* **Set exercise**:
Please retype every one of these records word for word, keeping each line as it appears.

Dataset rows
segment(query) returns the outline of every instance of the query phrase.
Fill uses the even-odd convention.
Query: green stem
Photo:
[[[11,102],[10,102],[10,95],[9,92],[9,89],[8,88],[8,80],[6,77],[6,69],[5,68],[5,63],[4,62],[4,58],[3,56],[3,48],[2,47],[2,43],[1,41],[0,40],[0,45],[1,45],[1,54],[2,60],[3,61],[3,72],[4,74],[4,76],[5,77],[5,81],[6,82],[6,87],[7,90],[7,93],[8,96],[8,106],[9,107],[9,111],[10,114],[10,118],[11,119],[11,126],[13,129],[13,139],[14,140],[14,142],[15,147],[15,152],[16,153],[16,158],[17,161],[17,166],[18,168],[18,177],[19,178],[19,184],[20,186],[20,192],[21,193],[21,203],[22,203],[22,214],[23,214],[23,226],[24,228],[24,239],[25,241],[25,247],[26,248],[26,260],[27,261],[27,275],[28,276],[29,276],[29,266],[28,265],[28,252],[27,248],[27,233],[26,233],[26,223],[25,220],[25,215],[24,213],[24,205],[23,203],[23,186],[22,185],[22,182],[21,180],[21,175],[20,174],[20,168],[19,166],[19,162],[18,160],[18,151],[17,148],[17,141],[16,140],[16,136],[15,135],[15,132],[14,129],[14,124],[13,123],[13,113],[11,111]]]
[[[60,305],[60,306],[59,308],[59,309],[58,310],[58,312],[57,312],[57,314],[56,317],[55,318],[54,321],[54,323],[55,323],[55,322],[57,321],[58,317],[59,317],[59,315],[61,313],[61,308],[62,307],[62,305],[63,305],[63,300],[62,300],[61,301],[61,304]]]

* **Task result**:
segment(query) returns the outline of every instance of the query phrase.
Fill uses the even-odd convention.
Query: green stem
Photo:
[[[11,102],[10,102],[10,95],[9,92],[9,89],[8,88],[8,80],[6,77],[6,69],[5,68],[5,63],[4,62],[4,58],[3,56],[3,48],[2,47],[2,43],[1,41],[0,40],[0,45],[1,45],[1,54],[2,60],[3,61],[3,72],[4,74],[4,76],[5,77],[5,81],[6,82],[6,87],[7,90],[7,93],[8,96],[8,106],[9,107],[9,111],[10,114],[10,118],[11,119],[11,126],[13,129],[13,139],[14,140],[14,142],[15,147],[15,152],[16,153],[16,158],[17,161],[17,166],[18,168],[18,177],[19,178],[19,184],[20,186],[20,192],[21,193],[21,203],[22,203],[22,214],[23,214],[23,226],[24,228],[24,239],[25,241],[25,247],[26,248],[26,260],[27,261],[27,275],[28,276],[29,276],[29,266],[28,265],[28,252],[27,248],[27,233],[26,233],[26,223],[25,220],[25,215],[24,213],[24,205],[23,203],[23,186],[22,185],[22,182],[21,180],[21,175],[20,174],[20,168],[19,166],[19,162],[18,160],[18,151],[17,148],[17,141],[16,140],[16,136],[15,135],[15,132],[14,129],[14,124],[13,123],[13,113],[11,111]]]
[[[60,305],[60,306],[59,308],[59,309],[58,310],[58,312],[57,312],[57,314],[56,317],[55,318],[54,321],[54,323],[55,323],[55,322],[57,321],[58,317],[59,317],[59,315],[61,313],[61,308],[62,307],[62,305],[63,305],[63,300],[62,300],[61,301],[61,304]]]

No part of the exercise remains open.